* EXERCISE *
Can you render the stretch from the line containing "Task: For every instance of the bird's tail" through the line containing "Task: For every instance of the bird in", both ends included, as a JSON list of strings, one string per line and no blank lines?

* LISTED RECORDS *

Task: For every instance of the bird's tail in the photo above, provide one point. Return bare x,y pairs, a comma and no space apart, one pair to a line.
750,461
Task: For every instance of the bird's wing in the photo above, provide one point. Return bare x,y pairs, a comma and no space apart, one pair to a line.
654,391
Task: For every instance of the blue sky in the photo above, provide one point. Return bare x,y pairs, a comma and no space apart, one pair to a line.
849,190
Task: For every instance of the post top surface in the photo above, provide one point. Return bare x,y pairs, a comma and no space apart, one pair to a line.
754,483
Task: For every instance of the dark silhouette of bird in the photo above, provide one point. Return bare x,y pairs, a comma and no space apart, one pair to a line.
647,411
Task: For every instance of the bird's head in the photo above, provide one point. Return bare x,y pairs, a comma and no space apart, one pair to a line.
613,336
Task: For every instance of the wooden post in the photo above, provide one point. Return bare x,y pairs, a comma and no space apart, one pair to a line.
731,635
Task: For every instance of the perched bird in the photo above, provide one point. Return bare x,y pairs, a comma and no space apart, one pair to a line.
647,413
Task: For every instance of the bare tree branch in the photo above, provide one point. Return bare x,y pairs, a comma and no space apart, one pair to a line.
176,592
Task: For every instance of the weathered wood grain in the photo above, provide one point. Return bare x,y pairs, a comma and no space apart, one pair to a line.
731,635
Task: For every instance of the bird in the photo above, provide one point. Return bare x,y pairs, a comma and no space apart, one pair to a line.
==
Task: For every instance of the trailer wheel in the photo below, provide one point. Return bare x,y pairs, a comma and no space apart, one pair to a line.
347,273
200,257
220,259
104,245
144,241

* WRITTEN ANSWER *
[
  "Task: For every instance of the bird's tail in the photo above, provide one point. Return bare x,y pairs, a comma and no space apart, one pair to a line.",
  "750,461",
  "Task: For every instance of the bird's wing in the photo above, provide one point. Return bare x,y pairs, a comma and no space apart, one pair to a line.",
  "654,391",
  "Task: For every instance of the blue sky in the photo above, provide one point. Return bare x,y pairs, a comma and no space apart, one pair to a line.",
  "849,190",
  "Task: For every instance of the post top surface in the photo above, provide one point. Return bare x,y pairs, a comma and no space apart, one pair to a line.",
  "754,483",
  "Task: For every instance of the dark silhouette of bird in the photo above, provide one point. Return bare x,y pairs, a comma and no space apart, one pair to a line.",
  "647,411",
  "Task: For every instance of the bird's head in the photo above, provide one point. Return bare x,y pairs, a comma and no space apart, one pair to a line.",
  "613,336",
  "Task: For every instance of the wooden post in the photo above, provide one point. Return bare x,y pairs, a comma and no space apart, one pair to a line.",
  "731,635",
  "Task: For every instance of the perched bird in the photo above, provide one point. Return bare x,y pairs, a comma and no space apart, one pair to a line.",
  "647,413",
  "Task: For every instance of the bare tree branch in the photo above, provide one point. Return bare x,y pairs, a comma and no space apart, one pair to a line.",
  "176,592",
  "Task: For every instance of the weathered wood grain in the photo above, provide one point. Return bare x,y pairs, a comma and no space apart, one pair to a line.",
  "731,635",
  "Task: For every instance of the bird in the photo above, provide one point. Return bare x,y pairs, a comma and no space apart, one pair to a line."
]